▶ [Directions for this task]: Among these entries, how many lines have the string "outcrop" in them? Only the number is needed.

_ _ _ _ _ _ _

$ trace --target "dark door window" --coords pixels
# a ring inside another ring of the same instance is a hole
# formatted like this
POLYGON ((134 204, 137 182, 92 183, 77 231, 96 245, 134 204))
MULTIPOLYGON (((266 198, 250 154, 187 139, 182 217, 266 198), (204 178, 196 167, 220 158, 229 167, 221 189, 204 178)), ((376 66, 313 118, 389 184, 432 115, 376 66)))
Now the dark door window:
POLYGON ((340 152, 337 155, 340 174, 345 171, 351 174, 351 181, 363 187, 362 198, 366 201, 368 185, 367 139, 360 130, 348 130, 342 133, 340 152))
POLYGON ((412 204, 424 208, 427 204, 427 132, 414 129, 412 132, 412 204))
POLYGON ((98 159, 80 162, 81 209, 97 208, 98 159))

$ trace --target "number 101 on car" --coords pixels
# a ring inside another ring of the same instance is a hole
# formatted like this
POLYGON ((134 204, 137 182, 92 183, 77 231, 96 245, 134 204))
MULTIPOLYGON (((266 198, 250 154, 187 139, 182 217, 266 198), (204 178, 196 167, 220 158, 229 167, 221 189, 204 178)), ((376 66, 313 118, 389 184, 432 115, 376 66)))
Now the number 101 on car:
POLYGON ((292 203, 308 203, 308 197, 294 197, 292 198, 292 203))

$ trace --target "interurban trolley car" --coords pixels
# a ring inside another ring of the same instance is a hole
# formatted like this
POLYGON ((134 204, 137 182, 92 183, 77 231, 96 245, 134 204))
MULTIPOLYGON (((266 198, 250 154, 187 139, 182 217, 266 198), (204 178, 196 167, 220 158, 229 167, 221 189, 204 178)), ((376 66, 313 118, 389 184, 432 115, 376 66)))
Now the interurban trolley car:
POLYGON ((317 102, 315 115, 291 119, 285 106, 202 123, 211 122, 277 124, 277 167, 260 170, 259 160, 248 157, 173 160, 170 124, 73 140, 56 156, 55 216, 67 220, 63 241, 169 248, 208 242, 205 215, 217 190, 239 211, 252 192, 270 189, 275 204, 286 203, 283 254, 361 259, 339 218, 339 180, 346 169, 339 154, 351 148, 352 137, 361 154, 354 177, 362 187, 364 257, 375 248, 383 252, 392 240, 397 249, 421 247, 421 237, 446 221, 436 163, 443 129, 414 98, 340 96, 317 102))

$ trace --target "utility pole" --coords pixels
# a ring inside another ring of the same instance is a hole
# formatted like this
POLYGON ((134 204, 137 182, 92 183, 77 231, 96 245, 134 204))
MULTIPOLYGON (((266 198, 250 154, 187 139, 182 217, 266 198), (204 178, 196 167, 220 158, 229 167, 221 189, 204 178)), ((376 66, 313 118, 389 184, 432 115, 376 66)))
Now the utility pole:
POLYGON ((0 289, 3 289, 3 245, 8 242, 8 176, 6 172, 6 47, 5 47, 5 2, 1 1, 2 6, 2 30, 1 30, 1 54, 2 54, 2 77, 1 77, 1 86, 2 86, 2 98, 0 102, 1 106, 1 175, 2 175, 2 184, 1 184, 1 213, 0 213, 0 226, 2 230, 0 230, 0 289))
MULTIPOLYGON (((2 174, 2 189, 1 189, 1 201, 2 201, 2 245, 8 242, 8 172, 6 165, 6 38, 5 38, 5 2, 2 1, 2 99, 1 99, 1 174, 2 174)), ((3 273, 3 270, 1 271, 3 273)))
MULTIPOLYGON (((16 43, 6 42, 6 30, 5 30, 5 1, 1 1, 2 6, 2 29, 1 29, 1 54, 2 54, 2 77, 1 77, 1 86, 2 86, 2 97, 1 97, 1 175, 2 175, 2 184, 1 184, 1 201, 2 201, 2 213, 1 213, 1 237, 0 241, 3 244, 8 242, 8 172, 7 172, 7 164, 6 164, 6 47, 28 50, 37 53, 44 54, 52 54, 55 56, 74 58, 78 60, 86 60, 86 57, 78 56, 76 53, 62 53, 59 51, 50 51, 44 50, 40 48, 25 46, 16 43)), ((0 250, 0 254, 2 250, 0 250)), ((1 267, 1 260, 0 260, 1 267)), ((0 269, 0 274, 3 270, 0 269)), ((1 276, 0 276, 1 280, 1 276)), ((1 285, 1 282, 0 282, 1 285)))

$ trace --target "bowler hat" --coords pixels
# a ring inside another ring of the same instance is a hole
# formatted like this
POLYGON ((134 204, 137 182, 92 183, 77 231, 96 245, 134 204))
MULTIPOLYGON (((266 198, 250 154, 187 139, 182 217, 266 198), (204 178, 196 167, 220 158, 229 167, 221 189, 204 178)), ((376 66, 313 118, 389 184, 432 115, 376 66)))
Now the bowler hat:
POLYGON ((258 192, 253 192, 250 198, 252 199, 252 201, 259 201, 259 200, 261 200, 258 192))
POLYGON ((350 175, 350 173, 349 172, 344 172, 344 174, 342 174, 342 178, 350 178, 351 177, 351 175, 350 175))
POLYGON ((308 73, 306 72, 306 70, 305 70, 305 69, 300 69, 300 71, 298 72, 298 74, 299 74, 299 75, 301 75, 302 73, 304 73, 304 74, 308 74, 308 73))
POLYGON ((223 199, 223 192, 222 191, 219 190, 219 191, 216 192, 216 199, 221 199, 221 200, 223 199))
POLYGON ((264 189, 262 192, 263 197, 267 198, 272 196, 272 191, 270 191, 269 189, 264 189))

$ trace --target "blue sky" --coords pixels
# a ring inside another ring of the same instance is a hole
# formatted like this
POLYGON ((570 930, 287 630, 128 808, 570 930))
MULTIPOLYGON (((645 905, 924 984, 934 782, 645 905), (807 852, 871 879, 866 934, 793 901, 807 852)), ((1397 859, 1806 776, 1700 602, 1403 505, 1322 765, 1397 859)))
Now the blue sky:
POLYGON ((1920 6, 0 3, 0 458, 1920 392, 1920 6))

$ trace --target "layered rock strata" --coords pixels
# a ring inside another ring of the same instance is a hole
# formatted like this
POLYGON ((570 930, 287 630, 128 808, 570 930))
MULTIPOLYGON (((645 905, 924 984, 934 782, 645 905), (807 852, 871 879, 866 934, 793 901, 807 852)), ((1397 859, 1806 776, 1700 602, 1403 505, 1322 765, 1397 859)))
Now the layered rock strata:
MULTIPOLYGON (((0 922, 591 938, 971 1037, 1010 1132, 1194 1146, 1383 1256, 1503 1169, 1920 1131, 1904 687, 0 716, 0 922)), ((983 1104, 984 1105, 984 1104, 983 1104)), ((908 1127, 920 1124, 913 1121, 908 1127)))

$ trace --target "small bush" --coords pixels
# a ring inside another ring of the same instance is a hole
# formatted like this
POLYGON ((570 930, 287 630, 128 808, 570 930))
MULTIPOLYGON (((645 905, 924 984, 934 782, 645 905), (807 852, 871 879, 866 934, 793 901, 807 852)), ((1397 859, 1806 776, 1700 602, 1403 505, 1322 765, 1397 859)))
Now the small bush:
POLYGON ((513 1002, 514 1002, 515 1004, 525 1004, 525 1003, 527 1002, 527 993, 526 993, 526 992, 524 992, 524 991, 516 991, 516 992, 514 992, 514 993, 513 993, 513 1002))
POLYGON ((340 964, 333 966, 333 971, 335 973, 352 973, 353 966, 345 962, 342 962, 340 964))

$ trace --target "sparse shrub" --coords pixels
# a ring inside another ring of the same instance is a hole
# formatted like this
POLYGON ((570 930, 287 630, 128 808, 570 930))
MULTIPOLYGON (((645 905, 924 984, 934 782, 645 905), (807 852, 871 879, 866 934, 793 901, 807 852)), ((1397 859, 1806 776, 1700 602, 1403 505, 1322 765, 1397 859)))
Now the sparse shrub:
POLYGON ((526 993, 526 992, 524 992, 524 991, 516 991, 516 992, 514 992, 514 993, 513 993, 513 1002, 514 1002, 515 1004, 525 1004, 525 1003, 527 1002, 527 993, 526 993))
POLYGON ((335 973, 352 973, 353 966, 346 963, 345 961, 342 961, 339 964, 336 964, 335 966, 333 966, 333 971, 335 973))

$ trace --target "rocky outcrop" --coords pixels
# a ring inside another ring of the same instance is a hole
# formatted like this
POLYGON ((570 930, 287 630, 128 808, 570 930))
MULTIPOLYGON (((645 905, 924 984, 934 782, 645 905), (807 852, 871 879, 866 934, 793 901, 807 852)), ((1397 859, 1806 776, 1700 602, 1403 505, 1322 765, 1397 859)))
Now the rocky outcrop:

_ _ _ _ _ _ _

▶ [Task result]: 2